Among the records that follow, find each line holding the word "below" and copy it.

→ Records for this exercise
- Opening Delimiter -

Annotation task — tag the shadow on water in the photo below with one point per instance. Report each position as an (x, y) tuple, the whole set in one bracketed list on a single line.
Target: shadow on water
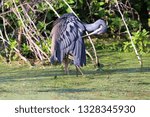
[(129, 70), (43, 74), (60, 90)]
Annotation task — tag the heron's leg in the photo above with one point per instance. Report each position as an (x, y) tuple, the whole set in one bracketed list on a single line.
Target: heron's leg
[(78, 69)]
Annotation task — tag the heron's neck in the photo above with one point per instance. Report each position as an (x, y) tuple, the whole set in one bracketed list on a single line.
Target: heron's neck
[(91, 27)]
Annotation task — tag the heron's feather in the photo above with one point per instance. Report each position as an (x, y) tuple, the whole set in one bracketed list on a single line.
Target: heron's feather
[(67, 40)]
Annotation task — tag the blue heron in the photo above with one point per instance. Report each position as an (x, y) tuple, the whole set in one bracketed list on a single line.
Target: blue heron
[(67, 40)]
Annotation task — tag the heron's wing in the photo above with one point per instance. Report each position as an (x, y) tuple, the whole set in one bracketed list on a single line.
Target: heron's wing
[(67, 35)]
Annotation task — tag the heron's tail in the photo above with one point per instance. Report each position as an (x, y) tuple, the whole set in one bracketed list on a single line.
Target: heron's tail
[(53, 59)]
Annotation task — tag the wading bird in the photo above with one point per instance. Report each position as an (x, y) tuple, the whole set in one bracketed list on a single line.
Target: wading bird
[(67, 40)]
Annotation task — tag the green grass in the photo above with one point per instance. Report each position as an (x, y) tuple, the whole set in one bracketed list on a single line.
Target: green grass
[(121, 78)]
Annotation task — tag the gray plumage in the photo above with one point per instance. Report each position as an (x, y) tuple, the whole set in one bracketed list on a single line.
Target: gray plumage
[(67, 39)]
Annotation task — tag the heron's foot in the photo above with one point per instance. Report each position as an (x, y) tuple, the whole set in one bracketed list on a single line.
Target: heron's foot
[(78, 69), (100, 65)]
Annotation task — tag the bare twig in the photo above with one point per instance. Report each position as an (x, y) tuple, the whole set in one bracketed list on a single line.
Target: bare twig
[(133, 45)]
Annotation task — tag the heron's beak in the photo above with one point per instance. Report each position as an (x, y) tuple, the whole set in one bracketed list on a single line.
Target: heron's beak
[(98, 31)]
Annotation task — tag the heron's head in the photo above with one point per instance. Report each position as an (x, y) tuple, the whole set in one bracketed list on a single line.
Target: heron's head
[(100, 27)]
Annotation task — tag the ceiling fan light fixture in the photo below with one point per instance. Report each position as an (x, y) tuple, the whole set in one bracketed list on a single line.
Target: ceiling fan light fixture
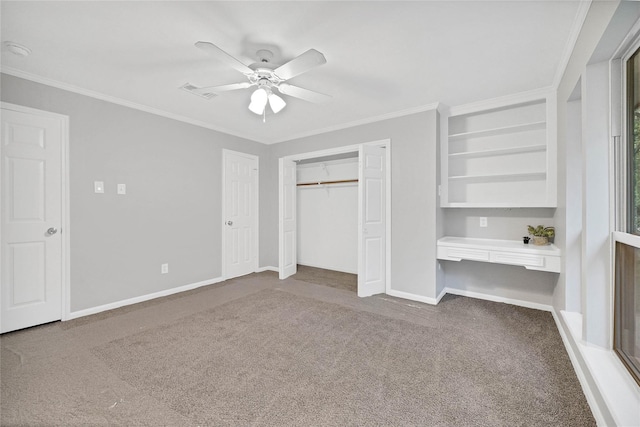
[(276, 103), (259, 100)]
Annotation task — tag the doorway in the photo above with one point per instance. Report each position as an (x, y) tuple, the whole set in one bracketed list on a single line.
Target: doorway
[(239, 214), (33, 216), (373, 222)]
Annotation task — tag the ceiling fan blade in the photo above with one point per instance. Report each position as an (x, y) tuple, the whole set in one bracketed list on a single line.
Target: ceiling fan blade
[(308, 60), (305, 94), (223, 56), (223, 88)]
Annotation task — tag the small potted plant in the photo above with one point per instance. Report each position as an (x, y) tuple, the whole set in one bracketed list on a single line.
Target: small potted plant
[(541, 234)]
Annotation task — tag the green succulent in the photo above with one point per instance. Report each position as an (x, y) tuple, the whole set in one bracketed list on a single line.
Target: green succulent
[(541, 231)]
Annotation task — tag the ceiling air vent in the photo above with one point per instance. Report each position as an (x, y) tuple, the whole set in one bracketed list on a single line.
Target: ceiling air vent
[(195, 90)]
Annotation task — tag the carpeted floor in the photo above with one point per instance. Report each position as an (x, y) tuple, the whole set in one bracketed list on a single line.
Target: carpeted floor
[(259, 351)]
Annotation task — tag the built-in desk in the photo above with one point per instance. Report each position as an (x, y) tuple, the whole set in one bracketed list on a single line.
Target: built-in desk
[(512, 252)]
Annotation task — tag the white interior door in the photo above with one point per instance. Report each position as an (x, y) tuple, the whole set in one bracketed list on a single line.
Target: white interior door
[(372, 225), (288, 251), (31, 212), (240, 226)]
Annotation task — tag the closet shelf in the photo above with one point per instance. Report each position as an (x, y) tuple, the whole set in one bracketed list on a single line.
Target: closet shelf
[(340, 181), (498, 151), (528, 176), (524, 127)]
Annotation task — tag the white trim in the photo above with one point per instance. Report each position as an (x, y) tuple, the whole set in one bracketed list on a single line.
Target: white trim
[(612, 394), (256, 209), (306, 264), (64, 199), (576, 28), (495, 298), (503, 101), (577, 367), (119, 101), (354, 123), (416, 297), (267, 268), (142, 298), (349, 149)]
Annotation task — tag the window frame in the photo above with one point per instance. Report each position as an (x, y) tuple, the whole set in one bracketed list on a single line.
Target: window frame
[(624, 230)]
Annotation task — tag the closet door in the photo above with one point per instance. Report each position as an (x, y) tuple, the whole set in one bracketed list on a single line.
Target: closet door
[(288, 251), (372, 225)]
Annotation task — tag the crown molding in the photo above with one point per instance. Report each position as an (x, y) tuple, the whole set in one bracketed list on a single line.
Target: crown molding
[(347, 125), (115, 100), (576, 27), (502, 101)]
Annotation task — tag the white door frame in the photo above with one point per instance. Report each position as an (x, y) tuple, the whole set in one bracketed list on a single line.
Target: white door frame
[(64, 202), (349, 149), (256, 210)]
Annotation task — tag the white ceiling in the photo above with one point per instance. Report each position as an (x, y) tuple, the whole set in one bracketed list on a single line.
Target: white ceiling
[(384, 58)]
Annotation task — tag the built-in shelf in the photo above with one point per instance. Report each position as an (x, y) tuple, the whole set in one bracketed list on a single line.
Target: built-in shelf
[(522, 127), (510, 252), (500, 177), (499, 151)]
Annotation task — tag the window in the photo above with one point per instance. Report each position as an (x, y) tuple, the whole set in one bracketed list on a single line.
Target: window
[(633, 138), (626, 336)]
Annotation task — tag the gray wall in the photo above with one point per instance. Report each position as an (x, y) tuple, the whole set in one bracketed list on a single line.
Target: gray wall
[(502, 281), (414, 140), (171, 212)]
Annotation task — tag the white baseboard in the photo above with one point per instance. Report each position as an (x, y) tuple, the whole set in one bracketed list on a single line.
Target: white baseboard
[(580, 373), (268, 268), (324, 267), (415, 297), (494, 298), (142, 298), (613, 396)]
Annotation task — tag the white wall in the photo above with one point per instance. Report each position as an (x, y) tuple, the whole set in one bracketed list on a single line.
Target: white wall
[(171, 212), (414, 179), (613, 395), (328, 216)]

- Closing Delimiter -
- Opening Delimiter -

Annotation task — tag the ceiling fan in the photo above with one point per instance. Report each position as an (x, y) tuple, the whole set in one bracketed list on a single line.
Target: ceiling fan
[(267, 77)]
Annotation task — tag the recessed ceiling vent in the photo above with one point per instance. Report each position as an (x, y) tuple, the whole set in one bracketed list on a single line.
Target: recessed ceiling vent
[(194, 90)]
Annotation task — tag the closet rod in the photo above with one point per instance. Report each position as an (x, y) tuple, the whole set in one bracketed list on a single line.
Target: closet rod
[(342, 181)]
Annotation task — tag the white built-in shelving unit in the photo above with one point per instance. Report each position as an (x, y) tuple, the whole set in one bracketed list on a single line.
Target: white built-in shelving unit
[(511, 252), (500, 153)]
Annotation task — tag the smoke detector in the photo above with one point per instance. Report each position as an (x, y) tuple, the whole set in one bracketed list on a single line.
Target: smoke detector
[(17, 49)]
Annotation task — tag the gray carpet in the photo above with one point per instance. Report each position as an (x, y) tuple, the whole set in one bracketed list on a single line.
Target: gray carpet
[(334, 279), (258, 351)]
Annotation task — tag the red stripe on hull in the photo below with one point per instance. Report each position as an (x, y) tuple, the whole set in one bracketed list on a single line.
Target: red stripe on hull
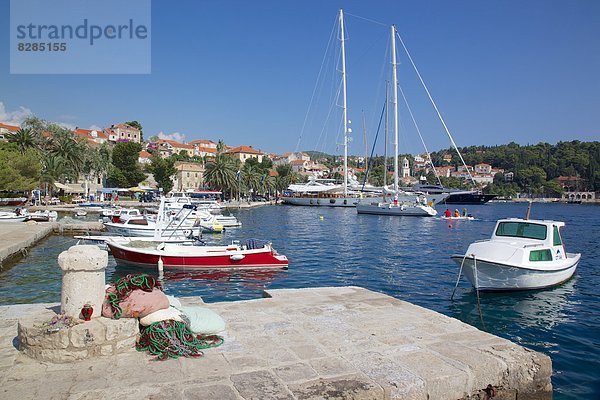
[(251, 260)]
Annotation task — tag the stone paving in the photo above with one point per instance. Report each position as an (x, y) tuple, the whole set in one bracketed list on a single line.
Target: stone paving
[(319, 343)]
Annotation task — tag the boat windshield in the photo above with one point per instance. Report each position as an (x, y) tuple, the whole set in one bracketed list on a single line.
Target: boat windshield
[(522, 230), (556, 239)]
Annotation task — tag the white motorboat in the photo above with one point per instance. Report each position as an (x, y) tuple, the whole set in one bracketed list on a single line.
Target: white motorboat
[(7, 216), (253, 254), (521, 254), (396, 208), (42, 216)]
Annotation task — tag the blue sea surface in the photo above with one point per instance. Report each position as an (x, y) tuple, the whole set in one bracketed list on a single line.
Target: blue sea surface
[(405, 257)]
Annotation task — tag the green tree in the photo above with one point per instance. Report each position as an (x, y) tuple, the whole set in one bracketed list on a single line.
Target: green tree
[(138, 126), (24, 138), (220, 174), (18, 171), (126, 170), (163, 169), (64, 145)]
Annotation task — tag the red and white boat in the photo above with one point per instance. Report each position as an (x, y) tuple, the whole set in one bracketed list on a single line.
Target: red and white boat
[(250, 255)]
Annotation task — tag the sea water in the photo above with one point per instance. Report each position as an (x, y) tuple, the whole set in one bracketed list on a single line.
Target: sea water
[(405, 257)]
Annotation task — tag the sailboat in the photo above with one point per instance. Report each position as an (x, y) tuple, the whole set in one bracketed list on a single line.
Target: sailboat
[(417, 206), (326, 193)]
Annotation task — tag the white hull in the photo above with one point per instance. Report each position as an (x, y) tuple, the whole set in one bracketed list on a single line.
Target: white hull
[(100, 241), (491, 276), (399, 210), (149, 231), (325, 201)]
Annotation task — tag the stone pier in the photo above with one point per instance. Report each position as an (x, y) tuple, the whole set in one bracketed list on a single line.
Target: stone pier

- Closing Delimiter -

→ Exercise solution
Annotation task — tag the shadow on water in the photo below with one point per instance. Report each position as an (x, y) tuple, the whole set in one bracketed list on a single line.
Annotation task — tag the ceiling fan light fixture in the photo below with one point per instance. Report each position as an (x, y) tuple, the whole set in one bracketed list on a single line.
Annotation task — tag the red stripe on hull in the photo below with one point per instance. Report each position as an (x, y) tuple, the whole set in one bracketed list on a single line.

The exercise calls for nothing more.